- PROBLEMS TO WORK ON -
[a] According to the film review, what kind of coat does Blondie favor in place of the Mexican blanket poncho from the first two films?
[b] Count the lines in the records below that contain the string "feather", with case counting, and give only the number.

- READING TEXT -
···

The Good, the Bad and the Ugly (1966)
Is "The Good, the Bad and the Ugly" really a sequel to "A Fistful of Dollars" and "For a Few Dollars More"? After having experienced the entire "Man with No Name" trilogy in short order, I think "The Good" is more a continuation of an ethos and a filmmaking style than a literal expansion of the same character's travels.
As I noted in last week's classic film column, "A Few Dollars" seems to be a pretty straightforward extension of the "Joe" character from "Fistful," now referring to himself as "Manco." (The Man with No Name actually has a name in every movie; it just changes from one to the other.) He still bore the wounds of his severe beating in the first film, most notably a leather brace on his shooting hand after having it crushed.
In the last film, Blondie — the moniker Clint Eastwood bears in "The Good," despite having dark brown hair — has no issues with his right hand. It's also interesting that he favors a long duster coat instead of the Mexican blanket poncho he had worn so memorably in the first two films. (The rest of his get-up — sheepskin vest, jeans, hat, gun belt — remain pretty consistent throughout.) He does eventually don one for the final showdown, the three-way "Mexican standoff" that remains one of the most iconic film scenes of all time.
My other hesitation in calling the final pairing of Eastwood and Italian director Sergio Leone a literal sequel is the timeline. The first two films appeared to take place in the hallowed Old West days of the 1870s to the 1890s. But "The Good" is quite consciously set during the Civil War, which would seem to be going backward in time.
The weaponry certainly doesn't seem to fit. Blondie and his fellow gunslingers all use revolvers with fully jacketed metallic cartridges — not the ball-and-cap varieties employed during the War, which were much more difficult to reload. I'm not sure cartridge revolvers were even available until after the War. I own a pair of .36 caliber Navy Colts handed down from a relative who was in the War, and I can tell you they're a completely different animal.
The mythology of "The Good" is a bit uncertain, though, so one could read it as Blondie & Co. picked up and dropped into the middle of the nation's bloodiest conflict. Perhaps it was Leone's way of retorting to those who criticized his Spaghetti Westerns for being too violent — placed against the backdrop of wholesale slaughter, the few dead men who litter his films seem like a meager trickle.
"I've never seen so many men wasted so badly," Blondie comments upon witnessing a battle between North and South over a meaningless bridge.
The first two films featured effective villains, but "The Good" really ratcheted things up with the presence of Angel Eyes, a remorseless assassin played by Lee Van Cleef, and Tuco "The Rat" Ramirez, a slithery scoundrel that Eli Wallach made into one of his finest roles. Van Cleef, of course, played Eastwood's erstwhile partner in the last movie, but Leone was known to reuse favored actors again and again.
I would make a bold argument that Tuco is actually the hero, or at least the protagonist, of "The Good." He's the only one gifted with any kind of backstory or emotional motivation, and if you count up screen time and lines of dialogue, Wallach probably comes out ahead of Eastwood.

···

- DATASET CONTENT -
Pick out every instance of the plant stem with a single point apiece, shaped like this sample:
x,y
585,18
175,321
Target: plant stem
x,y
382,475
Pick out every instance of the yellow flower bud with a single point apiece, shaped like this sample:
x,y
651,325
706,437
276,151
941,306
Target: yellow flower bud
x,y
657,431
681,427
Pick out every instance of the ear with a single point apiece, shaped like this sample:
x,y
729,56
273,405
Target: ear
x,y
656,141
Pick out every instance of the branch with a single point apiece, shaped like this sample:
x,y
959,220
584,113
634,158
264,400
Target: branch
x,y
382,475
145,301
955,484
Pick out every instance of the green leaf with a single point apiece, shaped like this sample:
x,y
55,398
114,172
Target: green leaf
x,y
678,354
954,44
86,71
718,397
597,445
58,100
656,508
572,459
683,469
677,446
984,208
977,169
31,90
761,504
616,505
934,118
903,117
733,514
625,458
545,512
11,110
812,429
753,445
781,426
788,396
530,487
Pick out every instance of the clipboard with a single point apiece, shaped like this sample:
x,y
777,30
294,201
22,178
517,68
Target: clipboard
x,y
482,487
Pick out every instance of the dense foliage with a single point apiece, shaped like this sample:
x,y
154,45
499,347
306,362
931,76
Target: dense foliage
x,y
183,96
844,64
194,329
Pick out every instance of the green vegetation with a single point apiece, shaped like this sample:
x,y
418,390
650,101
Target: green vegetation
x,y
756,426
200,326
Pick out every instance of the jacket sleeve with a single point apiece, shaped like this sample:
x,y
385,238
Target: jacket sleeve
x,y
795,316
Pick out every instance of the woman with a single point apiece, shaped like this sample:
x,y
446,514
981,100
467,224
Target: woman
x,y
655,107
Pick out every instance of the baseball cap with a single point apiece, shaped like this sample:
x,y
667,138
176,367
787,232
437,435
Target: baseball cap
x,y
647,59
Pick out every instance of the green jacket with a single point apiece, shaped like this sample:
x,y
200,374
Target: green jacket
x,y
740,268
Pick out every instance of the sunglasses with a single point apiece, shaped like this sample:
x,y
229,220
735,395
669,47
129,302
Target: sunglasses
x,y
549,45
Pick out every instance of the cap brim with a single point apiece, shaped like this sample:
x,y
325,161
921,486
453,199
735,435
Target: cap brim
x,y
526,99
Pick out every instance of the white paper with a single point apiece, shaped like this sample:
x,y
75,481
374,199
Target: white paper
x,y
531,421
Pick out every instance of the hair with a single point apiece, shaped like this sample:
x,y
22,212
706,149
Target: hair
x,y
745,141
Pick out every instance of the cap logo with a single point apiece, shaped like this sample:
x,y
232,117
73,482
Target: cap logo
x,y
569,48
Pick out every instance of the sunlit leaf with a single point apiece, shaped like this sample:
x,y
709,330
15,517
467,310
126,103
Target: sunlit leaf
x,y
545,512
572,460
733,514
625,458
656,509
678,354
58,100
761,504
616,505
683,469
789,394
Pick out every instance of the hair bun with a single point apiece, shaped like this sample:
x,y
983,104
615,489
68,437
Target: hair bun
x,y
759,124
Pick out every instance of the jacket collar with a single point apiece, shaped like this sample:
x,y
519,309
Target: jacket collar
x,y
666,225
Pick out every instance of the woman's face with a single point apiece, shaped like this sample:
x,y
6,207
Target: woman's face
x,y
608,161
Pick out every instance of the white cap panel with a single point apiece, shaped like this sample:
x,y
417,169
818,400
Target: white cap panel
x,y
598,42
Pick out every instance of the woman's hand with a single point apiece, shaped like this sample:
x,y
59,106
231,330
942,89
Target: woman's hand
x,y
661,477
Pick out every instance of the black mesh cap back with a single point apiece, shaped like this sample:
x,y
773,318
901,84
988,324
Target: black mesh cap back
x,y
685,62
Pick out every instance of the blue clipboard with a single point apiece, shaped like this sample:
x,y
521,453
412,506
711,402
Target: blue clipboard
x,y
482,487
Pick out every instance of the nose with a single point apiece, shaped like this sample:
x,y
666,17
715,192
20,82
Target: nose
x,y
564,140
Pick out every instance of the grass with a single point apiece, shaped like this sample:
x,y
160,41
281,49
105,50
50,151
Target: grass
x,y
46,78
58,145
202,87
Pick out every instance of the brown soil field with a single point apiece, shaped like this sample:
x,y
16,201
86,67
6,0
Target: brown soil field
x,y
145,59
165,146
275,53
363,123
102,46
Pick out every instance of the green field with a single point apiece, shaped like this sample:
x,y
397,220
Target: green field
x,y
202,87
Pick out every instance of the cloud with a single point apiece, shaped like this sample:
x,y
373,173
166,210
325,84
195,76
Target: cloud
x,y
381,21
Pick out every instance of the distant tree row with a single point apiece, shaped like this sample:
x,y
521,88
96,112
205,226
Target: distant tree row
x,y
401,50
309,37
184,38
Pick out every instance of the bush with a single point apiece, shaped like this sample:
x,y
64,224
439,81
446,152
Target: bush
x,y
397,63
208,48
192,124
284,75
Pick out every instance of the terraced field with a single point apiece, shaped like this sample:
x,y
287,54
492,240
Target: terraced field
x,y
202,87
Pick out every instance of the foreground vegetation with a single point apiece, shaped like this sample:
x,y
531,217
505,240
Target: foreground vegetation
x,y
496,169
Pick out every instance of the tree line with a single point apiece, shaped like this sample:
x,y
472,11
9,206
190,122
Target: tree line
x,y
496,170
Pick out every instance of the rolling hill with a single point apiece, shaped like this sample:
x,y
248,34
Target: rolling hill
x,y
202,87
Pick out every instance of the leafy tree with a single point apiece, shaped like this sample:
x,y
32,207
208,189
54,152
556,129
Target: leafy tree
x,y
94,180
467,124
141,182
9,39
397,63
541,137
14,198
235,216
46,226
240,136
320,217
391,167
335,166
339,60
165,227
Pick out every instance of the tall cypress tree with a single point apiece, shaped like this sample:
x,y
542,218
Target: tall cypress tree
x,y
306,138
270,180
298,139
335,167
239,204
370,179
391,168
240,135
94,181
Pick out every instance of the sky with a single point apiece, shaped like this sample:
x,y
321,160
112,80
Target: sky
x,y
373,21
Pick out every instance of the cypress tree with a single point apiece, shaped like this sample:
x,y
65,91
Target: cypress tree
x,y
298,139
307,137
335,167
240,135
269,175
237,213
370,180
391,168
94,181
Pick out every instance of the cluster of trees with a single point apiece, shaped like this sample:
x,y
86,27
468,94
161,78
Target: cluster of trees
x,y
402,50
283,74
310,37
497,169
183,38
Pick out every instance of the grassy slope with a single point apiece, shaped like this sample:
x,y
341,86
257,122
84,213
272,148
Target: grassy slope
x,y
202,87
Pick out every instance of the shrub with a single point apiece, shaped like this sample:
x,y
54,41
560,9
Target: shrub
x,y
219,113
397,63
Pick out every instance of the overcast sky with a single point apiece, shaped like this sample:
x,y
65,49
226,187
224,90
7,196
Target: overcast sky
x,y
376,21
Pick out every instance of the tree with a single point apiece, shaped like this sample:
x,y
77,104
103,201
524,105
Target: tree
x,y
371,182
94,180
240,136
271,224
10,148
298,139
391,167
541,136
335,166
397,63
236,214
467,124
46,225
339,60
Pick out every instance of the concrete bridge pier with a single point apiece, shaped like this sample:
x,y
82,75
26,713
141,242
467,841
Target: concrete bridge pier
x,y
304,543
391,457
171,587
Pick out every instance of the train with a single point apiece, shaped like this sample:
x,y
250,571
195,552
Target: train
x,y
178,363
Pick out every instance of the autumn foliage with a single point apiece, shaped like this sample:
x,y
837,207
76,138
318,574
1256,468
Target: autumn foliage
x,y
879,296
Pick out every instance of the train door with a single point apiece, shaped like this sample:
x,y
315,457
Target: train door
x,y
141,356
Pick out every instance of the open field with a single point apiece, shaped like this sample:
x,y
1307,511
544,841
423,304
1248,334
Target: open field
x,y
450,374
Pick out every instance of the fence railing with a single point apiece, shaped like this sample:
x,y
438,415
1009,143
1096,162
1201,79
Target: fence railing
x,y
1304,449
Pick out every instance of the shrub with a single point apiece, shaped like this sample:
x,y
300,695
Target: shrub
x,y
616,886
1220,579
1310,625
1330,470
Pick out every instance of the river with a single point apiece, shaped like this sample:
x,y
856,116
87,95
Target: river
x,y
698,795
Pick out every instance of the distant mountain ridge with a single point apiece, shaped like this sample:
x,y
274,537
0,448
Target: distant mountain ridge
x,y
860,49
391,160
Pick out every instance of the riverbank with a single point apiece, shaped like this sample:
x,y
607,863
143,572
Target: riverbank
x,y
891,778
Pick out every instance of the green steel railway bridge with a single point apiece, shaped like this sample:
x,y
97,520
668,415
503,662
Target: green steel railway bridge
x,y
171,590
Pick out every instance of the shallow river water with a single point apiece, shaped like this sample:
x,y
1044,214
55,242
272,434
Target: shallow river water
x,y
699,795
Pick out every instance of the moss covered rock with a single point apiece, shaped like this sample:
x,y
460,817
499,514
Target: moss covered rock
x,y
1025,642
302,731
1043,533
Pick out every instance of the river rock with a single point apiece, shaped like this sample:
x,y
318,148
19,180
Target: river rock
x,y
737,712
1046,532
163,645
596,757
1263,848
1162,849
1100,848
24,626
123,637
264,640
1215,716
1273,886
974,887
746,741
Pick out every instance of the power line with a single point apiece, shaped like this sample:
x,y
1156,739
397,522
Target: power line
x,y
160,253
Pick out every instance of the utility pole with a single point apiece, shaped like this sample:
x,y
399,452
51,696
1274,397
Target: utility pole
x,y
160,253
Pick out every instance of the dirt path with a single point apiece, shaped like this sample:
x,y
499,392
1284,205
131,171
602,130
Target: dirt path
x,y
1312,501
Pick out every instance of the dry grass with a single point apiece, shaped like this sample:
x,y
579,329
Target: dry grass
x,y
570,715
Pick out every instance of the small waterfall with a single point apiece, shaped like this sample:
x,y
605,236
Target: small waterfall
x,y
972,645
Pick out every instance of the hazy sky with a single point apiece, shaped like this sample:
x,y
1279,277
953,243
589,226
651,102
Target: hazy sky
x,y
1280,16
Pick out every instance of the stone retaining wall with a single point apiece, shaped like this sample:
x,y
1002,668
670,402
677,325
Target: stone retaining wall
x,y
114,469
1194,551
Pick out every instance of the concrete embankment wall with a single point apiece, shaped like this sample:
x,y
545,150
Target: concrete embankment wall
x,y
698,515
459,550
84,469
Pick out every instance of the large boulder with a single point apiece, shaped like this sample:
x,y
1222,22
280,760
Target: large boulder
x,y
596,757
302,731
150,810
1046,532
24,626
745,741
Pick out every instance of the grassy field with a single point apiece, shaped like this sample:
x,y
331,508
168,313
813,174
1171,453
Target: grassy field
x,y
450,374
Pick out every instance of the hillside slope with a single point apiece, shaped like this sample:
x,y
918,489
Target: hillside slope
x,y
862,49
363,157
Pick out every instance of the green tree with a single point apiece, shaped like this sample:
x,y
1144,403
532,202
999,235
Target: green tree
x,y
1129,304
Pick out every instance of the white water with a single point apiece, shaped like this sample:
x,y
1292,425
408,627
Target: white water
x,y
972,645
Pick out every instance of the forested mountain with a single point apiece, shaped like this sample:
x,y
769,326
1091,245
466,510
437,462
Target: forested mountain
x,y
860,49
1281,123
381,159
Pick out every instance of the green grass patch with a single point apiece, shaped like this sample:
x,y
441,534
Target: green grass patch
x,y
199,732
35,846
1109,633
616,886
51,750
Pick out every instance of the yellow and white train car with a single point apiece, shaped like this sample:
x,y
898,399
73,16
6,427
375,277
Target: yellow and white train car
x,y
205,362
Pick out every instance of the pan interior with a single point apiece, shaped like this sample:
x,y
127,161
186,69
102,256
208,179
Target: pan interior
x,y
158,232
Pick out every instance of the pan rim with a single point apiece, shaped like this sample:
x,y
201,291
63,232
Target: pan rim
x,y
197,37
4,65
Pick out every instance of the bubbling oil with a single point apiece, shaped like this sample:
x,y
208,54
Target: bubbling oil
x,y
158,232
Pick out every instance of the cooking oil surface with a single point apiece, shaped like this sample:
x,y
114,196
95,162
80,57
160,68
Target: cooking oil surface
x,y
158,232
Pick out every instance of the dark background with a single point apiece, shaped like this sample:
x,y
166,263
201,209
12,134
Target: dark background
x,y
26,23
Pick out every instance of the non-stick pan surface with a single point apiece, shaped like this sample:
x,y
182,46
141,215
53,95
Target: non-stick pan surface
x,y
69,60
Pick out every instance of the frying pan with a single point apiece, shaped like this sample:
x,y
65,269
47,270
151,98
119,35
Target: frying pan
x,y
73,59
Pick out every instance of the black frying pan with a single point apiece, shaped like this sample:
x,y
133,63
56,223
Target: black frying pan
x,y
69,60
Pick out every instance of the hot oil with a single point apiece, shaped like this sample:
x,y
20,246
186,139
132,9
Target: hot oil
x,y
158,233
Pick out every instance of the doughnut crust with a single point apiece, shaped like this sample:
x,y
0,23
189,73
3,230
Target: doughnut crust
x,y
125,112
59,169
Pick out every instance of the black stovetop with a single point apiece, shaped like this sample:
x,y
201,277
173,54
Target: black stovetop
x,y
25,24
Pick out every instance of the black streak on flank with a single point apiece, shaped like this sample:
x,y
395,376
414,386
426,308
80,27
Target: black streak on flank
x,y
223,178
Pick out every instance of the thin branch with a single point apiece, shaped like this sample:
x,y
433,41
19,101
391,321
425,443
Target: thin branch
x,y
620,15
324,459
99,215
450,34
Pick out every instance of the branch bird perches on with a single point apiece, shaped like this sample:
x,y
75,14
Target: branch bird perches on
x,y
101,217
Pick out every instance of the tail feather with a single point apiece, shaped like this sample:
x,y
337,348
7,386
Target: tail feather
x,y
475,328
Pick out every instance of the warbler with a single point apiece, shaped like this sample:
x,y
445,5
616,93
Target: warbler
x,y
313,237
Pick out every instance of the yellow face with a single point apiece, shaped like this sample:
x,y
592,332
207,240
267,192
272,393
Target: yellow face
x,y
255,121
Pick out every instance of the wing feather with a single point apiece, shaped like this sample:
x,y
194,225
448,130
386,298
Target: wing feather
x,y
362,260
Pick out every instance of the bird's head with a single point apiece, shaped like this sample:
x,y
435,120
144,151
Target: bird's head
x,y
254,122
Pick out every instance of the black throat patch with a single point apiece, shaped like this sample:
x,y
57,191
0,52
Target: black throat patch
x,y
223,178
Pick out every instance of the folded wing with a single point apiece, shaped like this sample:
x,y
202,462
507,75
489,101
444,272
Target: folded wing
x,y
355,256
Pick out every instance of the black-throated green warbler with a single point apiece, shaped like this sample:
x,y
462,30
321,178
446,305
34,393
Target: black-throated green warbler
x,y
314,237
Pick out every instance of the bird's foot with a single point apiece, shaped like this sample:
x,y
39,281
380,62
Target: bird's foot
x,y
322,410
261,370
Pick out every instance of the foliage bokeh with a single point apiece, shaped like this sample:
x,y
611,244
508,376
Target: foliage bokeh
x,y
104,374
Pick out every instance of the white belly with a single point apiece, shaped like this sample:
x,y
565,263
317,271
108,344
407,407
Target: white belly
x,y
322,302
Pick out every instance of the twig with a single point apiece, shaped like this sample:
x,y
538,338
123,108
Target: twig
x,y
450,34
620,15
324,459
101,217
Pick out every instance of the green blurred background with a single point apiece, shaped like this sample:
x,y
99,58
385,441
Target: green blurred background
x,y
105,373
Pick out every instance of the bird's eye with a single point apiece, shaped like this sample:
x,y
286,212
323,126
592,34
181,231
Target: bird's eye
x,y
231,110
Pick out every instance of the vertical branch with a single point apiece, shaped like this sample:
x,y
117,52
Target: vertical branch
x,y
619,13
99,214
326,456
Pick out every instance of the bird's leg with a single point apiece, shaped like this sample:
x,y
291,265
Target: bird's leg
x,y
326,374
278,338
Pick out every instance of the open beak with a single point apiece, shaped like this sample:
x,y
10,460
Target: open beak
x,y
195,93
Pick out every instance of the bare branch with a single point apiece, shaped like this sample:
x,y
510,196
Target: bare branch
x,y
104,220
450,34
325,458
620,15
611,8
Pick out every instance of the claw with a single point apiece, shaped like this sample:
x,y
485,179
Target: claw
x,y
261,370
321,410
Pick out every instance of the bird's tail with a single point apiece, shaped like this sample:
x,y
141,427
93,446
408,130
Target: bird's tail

···

- SOLUTIONS TO EACH TASK -
[a] A long duster coat.

[b] 4